• PASSAGE SHOWN:
In performing the GIS analysis tasks, Web GIS is similar to the client/server typical three-tier architecture. The geo processing is breaking down into server-side and client-side tasks. A client typically is a Web browser. The server-side consists of a Web Server, Web GIS software and database [15] . Geoserver is an open source Web GIS server written in Java language that allows users to share and edit geospatial data. Designed for interoperability, it publishes data from any major spatial data source using open standards [16] Geoserver is the reference implementation of the Open Geospatial Consortium (OGC) Web Feature Service (WFS) and Web Coverage Service (WCS) standards, as well as a high performance certified compliant Web Map Service (WMS) and Web Map Tile Service (WMTS). Geoserver forms a core component of the Geospatial Web [17] . Geoserver internally uses Open Layers as its web server, which is free Java script base software. Geoserver’s goal has always been to make geospatial information as accessible as possible. In the past this has amounted to delivering solid implementations of open standards on top of robust support for a variety of spatial data formats. However as the more consumer-oriented geoweb emerges, so do new ways of exposing geospatial data. Much Geoserver development of the past year has been focused on providing support for these new geoweb-oriented technologies. The primary goal is to bridge the gap between the good data provided by SDI’s and the quickly growing popularity of web mapping and the geoweb. This includes support for KML which allows Geoserver to serve data directly to Google Earth and Google Maps. The ability to both consume and publish data in a wide variety of formats make Geoserver ideal for pushing data out to the wider web. In essence Geoserver is the link between a SDI and the rest of the world [18] .

• WRITTEN TASK 1:
Please sum up the passage on Web GIS and Geoserver in two sentences.
• WRITTEN TASK 2:
In the passage on Web GIS and Geoserver, what programming language is Geoserver written in?
• WRITTEN TASK 3:
Carry the passage on Web GIS and Geoserver forward with one more paragraph, starting after its final sentence.
The records play no part in the work on this passage.

Excerpts of pointing data:
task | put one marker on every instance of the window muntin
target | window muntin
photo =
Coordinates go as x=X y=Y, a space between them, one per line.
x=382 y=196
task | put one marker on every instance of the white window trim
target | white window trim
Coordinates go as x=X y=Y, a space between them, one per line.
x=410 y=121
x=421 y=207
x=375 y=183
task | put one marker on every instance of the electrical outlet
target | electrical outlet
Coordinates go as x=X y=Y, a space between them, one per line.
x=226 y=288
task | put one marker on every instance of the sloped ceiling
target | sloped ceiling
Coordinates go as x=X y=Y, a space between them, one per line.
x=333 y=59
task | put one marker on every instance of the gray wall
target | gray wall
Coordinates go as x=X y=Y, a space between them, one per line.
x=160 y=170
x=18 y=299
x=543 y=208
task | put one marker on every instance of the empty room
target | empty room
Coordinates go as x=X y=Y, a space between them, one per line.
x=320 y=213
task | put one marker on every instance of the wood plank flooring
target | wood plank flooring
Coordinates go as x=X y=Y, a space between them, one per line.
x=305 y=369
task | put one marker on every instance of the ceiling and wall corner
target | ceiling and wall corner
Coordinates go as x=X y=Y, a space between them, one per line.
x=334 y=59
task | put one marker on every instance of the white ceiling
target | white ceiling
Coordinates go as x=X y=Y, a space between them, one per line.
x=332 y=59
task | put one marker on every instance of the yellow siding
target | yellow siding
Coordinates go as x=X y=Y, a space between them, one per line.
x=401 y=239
==
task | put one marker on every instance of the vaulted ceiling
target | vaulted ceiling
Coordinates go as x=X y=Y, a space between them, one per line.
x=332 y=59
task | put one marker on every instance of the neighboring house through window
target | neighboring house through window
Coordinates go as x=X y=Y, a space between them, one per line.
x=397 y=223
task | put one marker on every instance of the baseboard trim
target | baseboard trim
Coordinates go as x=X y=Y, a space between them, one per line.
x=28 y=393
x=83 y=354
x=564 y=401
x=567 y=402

• EXERCISE OUTPUT 1:
Web GIS follows a typical three-tier client/server architecture, with a Web browser as the client and a server side made up of a Web server, Web GIS software and a database. Geoserver is an open source Java server for sharing and editing geospatial data that implements open OGC standards and, through support for formats such as KML, serves as the link between a spatial data infrastructure and the rest of the world.

• EXERCISE OUTPUT 2:
Java.

• EXERCISE OUTPUT 3:
2.4. Interoperability

Laurini, R. (2002) described a sample as below, which simply indicates the importance of GIS interoperability. He says: Consider an application that is aimed at detecting and controlling pollution along the Rhine River in Europe (Figure 1). The Rhine takes its sources in Switzerland, and then flows along the boundary between France and Germany, traverses Germany, and it finishes in the Netherlands. Any comprehensive study must be based on several databases, located in different countries. The languages and scopes of the databases may be different. Their contents were not acquired with the same specifications, and their last updates do not coincide: In this example, interoperability must be ensured between four GIS (Swiss, German, French and Dutch), with perhaps the indication that some of them may be in reality a federation of different GIS subsystems [4] .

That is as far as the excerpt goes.